## start

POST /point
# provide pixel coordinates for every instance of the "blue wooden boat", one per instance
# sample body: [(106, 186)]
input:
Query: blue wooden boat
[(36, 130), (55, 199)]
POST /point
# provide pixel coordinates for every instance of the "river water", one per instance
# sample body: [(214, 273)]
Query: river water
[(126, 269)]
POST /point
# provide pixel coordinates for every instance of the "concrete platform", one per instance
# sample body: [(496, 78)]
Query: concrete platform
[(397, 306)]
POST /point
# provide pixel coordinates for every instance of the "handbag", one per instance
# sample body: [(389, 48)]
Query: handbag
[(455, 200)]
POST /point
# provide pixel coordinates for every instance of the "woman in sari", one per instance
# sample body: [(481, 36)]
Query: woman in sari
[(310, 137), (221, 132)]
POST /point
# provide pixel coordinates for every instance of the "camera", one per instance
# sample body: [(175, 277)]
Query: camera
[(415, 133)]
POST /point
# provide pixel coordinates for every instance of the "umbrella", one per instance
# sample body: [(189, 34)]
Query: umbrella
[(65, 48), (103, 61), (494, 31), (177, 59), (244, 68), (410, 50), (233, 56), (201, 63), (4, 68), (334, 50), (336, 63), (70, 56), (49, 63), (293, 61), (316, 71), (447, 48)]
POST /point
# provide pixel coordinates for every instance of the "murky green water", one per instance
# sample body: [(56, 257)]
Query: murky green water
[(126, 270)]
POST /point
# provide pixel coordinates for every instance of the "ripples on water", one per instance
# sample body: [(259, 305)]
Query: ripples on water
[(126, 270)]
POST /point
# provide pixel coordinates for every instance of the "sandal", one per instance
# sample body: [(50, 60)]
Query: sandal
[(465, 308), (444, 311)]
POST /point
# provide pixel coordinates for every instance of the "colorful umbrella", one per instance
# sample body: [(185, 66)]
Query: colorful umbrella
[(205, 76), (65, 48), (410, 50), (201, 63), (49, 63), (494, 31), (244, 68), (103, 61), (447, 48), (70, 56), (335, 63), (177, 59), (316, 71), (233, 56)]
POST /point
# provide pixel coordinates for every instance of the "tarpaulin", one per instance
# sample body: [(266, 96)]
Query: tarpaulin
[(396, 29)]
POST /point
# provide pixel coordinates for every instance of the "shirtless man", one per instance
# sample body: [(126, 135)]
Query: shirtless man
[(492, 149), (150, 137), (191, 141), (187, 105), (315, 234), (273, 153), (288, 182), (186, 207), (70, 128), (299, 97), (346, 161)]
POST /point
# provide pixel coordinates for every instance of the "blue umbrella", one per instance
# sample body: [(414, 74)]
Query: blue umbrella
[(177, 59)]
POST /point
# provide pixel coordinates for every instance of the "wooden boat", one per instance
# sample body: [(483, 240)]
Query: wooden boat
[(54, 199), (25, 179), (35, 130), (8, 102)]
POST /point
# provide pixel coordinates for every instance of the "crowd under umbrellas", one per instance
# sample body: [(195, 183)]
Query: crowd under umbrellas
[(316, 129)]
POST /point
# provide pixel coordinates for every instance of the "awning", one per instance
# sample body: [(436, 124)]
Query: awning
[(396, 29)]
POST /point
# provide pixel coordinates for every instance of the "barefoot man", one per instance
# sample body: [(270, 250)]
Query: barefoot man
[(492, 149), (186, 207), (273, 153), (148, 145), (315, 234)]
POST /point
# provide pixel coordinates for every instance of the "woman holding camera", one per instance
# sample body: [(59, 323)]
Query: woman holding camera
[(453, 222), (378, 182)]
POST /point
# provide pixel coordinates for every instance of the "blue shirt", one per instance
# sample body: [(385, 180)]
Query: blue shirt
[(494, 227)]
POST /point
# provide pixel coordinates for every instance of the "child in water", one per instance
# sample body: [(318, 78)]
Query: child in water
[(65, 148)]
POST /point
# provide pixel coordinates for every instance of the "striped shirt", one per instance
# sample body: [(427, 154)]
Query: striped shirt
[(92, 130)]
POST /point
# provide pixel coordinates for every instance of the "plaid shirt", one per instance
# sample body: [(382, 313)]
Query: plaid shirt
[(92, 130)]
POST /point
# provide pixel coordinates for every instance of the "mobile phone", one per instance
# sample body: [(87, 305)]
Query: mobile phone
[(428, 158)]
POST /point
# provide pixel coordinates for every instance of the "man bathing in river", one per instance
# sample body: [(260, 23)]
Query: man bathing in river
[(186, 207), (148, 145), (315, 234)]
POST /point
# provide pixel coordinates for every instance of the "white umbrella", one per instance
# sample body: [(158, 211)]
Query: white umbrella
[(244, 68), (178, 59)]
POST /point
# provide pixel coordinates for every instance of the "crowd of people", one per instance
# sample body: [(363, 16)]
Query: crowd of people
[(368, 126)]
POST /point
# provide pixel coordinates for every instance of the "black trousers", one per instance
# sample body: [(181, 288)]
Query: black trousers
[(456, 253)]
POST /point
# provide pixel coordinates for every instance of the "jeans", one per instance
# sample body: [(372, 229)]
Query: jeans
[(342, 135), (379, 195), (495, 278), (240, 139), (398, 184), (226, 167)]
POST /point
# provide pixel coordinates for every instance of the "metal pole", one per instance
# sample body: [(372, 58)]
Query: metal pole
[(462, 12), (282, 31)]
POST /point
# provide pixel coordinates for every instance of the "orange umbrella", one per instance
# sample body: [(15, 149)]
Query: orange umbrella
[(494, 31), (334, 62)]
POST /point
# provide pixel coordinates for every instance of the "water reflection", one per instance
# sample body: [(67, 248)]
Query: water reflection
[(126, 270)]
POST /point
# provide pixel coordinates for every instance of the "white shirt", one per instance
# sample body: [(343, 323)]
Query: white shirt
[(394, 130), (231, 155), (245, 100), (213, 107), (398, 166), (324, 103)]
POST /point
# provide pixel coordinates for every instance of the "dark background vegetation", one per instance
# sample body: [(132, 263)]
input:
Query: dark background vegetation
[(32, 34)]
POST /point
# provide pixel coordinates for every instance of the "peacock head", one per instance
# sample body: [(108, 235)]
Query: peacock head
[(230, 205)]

## end

Reproduce the records above exactly as they appear.

SOLUTION BELOW:
POST /point
# provide pixel coordinates for every instance of the "blue wooden boat", one per instance
# sample body: [(106, 186)]
input:
Query: blue wooden boat
[(36, 130), (55, 199)]
POST /point
# provide pixel coordinates for every instance of the "river water", one per instance
# sample body: [(214, 273)]
Query: river water
[(126, 269)]
POST /point
# provide pixel coordinates for every instance of the "concrete platform", one per instance
# sample body: [(496, 78)]
Query: concrete platform
[(397, 306)]
POST /point
# provide pixel coordinates for every instance of the "handbag", one per instance
# sample body: [(389, 48)]
Query: handbag
[(455, 200)]
POST /point
# provide pixel coordinates for every instance of the "woman in sari", one per instance
# sample body: [(481, 36)]
Query: woman in sari
[(310, 137), (221, 132)]
POST /point
# provide pixel coordinates for every instance of the "camera", one per instance
# sample body: [(175, 277)]
Query: camera
[(415, 133)]
POST /point
# provide pixel coordinates for every instance of the "umbrella", one per instance
# sample body: [(189, 34)]
Query: umbrella
[(65, 48), (103, 61), (494, 31), (177, 59), (244, 68), (410, 50), (233, 56), (201, 63), (4, 68), (334, 50), (336, 63), (70, 56), (49, 63), (293, 61), (316, 71), (447, 48)]
POST /point
# provide pixel coordinates for every instance of the "murky green water", one per instance
# sample body: [(56, 257)]
Query: murky green water
[(126, 270)]
POST /point
# provide pixel coordinates for every instance of the "ripples on water", one per instance
# sample body: [(259, 305)]
Query: ripples on water
[(126, 270)]
POST /point
# provide pixel coordinates for every instance of the "sandal", one per instance
# sample body: [(50, 60)]
Query: sandal
[(465, 308), (444, 311)]
POST /point
# provide pixel coordinates for every instance of the "colorful umbrella", one per instance
# sample body: [(185, 66)]
Query: colorful umbrella
[(205, 76), (65, 48), (410, 50), (201, 63), (49, 63), (494, 31), (244, 68), (103, 61), (447, 48), (70, 56), (335, 63), (177, 59), (316, 71), (233, 56)]
POST /point
# provide pixel coordinates for every instance of the "tarpaulin", one per instance
# sample body: [(266, 96)]
Query: tarpaulin
[(396, 29)]
POST /point
# provide pixel coordinates for every instance of the "shirtless man", one per instance
# sample body: [(126, 135)]
Query: shirtless man
[(492, 149), (150, 137), (191, 141), (187, 105), (315, 234), (273, 153), (288, 182), (186, 207), (70, 128), (299, 97), (346, 161)]
POST /point
# provide pixel coordinates for every instance of the "blue umbrella", one per instance
# sample body: [(414, 74)]
Query: blue umbrella
[(177, 59)]
POST /point
# provide pixel coordinates for every instance of the "wooden boat", one per instance
# sample body: [(483, 240)]
Query: wooden boat
[(54, 199), (25, 179), (35, 130), (8, 102)]
POST /point
# provide pixel coordinates for every instance of the "crowd under umbrellas", one per instance
# sample body: [(195, 183)]
Query: crowd under umbrellas
[(316, 129)]
POST /point
# provide pixel coordinates for every instance of the "awning", one per instance
# sample body: [(436, 124)]
Query: awning
[(396, 29)]
POST /point
# provide pixel coordinates for every instance of the "barefoot man", one per instance
# sample body: [(270, 250)]
Query: barefoot man
[(492, 149), (186, 207), (273, 153), (148, 145), (315, 234)]
POST /point
# provide pixel coordinates for every instance of the "woman holding camera", one per instance
# sample body: [(59, 323)]
Query: woman holding camera
[(453, 222), (378, 182)]
POST /point
# provide pixel coordinates for every instance of the "blue shirt", one per instance
# sample body: [(385, 180)]
Query: blue shirt
[(494, 227)]
POST /point
# provide pixel coordinates for every instance of the "child in water", one per instance
# sample body: [(318, 78)]
Query: child in water
[(65, 148)]
POST /point
# provide pixel coordinates for every instance of the "striped shirt", one per instance
# sample body: [(427, 154)]
Query: striped shirt
[(92, 130)]
POST /point
# provide pixel coordinates for every instance of the "plaid shirt", one per instance
# sample body: [(382, 313)]
Query: plaid shirt
[(92, 130)]
POST /point
# provide pixel coordinates for every instance of the "mobile phone", one per instance
# sample body: [(87, 305)]
Query: mobile phone
[(428, 158)]
POST /point
# provide pixel coordinates for every instance of the "man bathing in river", one per instance
# sample body: [(260, 23)]
Query: man bathing in river
[(186, 207), (148, 145), (315, 234)]
POST /point
# provide pixel coordinates for every instance of the "white umbrella", one per instance
# sample body: [(158, 211)]
Query: white umbrella
[(244, 68), (178, 59)]
POST /point
# provide pixel coordinates for every instance of the "crowd of people", one per instance
# sample body: [(363, 16)]
Query: crowd of people
[(368, 126)]
POST /point
# provide pixel coordinates for every instance of the "black trousers", one per instance
# sample body: [(181, 288)]
Query: black trousers
[(456, 253)]
POST /point
# provide pixel coordinates for every instance of the "jeans", one per instance
# sample body: [(372, 229)]
Query: jeans
[(342, 135), (379, 195), (495, 278), (240, 139), (398, 184), (226, 167)]
POST /point
# provide pixel coordinates for every instance of the "metal pole", one per instance
# sample body: [(372, 58)]
Query: metal pole
[(462, 12), (282, 31)]
POST /point
# provide pixel coordinates for every instance of the "orange umbrella", one per instance
# sample body: [(15, 149)]
Query: orange umbrella
[(494, 31), (334, 62)]
POST /point
# provide pixel coordinates for every instance of the "water reflection", one per instance
# sample body: [(67, 248)]
Query: water reflection
[(126, 270)]
POST /point
# provide pixel coordinates for every instance of the "white shirt", one per instance
# sample body: [(343, 323)]
Query: white shirt
[(394, 130), (231, 155), (245, 100), (213, 107), (398, 166), (324, 103)]
POST /point
# provide pixel coordinates for every instance of the "dark background vegetation", one per instance
# sample body: [(132, 263)]
input:
Query: dark background vegetation
[(32, 34)]
POST /point
# provide pixel coordinates for every instance of the "peacock head", one per instance
# sample body: [(108, 235)]
Query: peacock head
[(230, 205)]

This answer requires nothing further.